§ Aim: Copy out the entries below word for word, starting with the line containing "Locate the waiter's white" and ending with the line containing "pixel 297 918", both lines included.

--- --- ---

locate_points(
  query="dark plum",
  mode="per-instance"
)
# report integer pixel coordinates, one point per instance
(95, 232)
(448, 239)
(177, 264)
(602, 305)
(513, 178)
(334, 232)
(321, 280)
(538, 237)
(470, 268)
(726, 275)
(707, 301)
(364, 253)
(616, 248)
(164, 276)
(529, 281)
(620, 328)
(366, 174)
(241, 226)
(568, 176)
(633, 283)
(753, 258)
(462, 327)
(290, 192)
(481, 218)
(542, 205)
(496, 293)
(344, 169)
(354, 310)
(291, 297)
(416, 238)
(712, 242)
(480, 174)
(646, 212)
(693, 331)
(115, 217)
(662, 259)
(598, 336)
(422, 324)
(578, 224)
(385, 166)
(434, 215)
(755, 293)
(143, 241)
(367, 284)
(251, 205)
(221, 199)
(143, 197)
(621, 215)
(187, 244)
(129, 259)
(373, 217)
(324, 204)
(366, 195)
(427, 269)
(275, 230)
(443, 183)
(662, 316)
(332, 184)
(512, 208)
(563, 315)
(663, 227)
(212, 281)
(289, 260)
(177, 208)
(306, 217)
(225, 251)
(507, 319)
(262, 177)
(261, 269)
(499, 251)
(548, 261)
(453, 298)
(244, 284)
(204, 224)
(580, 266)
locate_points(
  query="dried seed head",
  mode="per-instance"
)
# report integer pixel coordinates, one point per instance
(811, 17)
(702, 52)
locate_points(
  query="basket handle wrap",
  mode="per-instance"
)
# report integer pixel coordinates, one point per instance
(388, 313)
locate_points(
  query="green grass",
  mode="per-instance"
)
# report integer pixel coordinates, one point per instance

--- --- ---

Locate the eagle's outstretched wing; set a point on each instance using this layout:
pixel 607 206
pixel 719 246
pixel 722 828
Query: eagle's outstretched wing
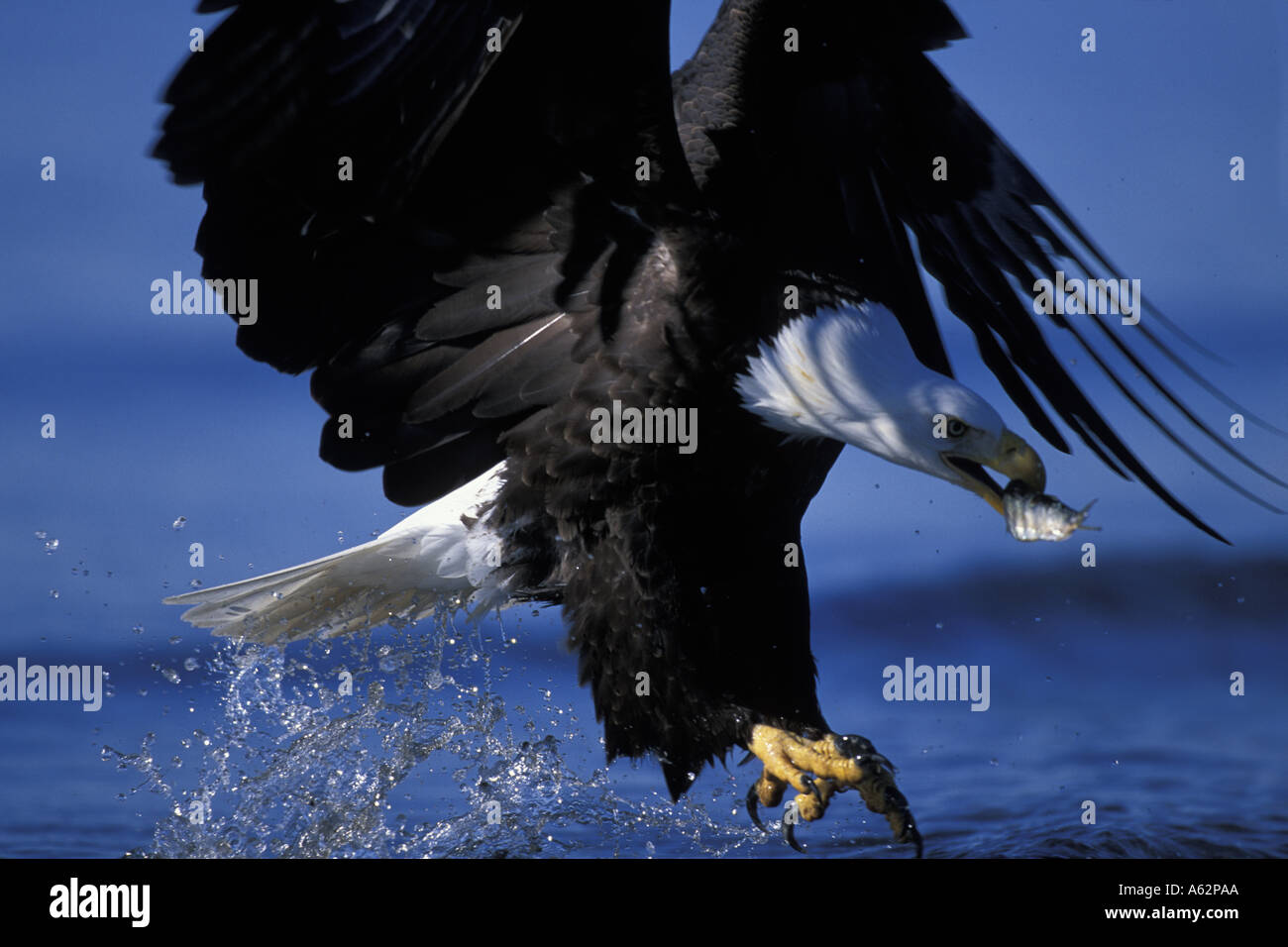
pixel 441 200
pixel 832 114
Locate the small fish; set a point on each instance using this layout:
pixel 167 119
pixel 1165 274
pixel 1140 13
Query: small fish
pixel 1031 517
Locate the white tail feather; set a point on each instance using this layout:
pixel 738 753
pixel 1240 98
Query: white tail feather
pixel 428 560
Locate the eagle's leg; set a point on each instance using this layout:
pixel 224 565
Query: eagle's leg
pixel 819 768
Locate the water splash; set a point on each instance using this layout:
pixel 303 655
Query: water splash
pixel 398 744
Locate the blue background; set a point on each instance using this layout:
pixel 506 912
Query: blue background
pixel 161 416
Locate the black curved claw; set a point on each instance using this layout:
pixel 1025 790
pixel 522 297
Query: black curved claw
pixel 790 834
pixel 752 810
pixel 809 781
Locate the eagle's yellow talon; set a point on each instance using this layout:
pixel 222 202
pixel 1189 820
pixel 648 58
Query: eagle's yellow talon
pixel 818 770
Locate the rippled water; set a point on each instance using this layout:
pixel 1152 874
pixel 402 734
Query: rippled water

--- --- ---

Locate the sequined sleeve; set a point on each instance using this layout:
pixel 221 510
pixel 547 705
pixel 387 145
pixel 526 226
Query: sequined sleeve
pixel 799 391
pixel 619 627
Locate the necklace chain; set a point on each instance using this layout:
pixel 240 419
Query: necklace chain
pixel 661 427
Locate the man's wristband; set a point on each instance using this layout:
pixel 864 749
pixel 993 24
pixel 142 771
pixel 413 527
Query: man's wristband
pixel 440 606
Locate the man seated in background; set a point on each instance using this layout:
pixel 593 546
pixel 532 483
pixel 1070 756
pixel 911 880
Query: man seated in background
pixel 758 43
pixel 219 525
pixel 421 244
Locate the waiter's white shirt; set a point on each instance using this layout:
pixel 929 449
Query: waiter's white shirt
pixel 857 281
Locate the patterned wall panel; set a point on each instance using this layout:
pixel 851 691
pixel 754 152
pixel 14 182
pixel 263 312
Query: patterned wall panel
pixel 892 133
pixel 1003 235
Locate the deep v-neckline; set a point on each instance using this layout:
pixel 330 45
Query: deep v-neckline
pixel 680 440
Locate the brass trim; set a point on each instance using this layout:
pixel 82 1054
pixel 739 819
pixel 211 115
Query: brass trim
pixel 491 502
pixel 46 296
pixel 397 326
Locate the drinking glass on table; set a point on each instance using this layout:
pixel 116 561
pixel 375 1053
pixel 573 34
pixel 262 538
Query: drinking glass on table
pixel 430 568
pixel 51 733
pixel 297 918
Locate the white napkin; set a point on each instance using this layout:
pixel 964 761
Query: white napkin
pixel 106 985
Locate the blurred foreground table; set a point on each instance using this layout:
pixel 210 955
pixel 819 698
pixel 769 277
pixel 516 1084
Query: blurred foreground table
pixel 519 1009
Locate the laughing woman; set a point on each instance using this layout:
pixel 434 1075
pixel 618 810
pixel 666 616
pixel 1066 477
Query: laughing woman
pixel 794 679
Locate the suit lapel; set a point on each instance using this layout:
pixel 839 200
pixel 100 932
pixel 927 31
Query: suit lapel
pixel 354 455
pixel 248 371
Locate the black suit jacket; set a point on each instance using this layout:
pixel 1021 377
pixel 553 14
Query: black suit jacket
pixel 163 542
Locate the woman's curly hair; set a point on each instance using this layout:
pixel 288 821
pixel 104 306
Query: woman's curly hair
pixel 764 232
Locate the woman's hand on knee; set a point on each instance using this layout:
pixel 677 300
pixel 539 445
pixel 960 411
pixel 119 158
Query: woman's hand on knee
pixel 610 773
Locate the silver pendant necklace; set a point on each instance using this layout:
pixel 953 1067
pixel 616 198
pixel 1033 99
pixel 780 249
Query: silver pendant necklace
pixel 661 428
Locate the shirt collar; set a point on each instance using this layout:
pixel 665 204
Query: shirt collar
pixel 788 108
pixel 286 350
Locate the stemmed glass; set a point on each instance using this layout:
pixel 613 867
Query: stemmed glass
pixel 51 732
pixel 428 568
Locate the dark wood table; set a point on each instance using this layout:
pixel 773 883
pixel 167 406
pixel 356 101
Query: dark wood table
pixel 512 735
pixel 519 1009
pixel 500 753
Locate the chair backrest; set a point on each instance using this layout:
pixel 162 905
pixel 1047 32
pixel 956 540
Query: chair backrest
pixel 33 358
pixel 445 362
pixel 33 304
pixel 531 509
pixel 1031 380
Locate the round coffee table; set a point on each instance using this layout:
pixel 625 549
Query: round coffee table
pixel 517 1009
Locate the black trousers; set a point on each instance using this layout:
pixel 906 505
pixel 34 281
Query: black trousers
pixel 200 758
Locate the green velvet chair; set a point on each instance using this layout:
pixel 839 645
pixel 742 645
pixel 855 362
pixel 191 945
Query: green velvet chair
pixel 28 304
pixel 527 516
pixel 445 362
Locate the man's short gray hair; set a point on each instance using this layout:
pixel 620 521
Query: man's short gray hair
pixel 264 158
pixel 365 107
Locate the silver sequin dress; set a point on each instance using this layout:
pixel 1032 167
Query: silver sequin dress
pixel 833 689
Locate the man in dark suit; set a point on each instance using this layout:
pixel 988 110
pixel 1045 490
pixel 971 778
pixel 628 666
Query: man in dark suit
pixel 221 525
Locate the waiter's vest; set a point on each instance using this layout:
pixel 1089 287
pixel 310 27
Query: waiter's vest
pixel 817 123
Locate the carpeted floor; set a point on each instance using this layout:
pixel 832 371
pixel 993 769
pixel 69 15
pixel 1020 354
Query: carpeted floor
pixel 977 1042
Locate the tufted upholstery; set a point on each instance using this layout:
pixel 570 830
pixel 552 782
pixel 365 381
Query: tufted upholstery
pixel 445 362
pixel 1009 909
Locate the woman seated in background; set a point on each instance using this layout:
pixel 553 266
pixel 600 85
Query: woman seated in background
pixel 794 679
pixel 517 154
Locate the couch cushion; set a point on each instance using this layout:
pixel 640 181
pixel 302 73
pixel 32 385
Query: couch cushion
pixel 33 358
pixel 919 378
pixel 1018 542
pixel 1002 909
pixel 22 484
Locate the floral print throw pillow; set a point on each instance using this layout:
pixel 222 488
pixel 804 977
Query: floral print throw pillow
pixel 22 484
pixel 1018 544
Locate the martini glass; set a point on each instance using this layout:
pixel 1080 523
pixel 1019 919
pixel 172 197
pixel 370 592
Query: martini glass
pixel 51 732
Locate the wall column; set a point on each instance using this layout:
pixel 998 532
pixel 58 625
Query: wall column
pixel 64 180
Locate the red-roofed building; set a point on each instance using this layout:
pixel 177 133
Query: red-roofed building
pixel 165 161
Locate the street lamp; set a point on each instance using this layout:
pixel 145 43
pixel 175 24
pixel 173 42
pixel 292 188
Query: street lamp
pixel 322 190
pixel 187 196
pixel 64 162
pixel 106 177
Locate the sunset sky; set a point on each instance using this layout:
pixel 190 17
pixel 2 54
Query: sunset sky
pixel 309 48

--- --- ---

§ Response:
Locate the waiter's white shirt; set a point on each instance using this layout:
pixel 929 449
Query: waiter's white shirt
pixel 857 281
Locate the patterned wall panel; set a point on each instance using this layout:
pixel 851 691
pixel 754 152
pixel 14 182
pixel 263 312
Query: patterned wall panel
pixel 892 133
pixel 1003 235
Locate the deep v-neckline; set a point on each instance using this layout:
pixel 330 45
Query: deep v-neckline
pixel 680 440
Locate the brass trim; set a point on each instance using this layout:
pixel 82 1054
pixel 739 819
pixel 211 115
Query: brass trim
pixel 491 502
pixel 46 296
pixel 397 326
Locate the drinking glass on table; set a point on each instance using this layout:
pixel 116 561
pixel 375 1053
pixel 573 34
pixel 262 538
Query: drinking glass on table
pixel 430 568
pixel 51 733
pixel 297 918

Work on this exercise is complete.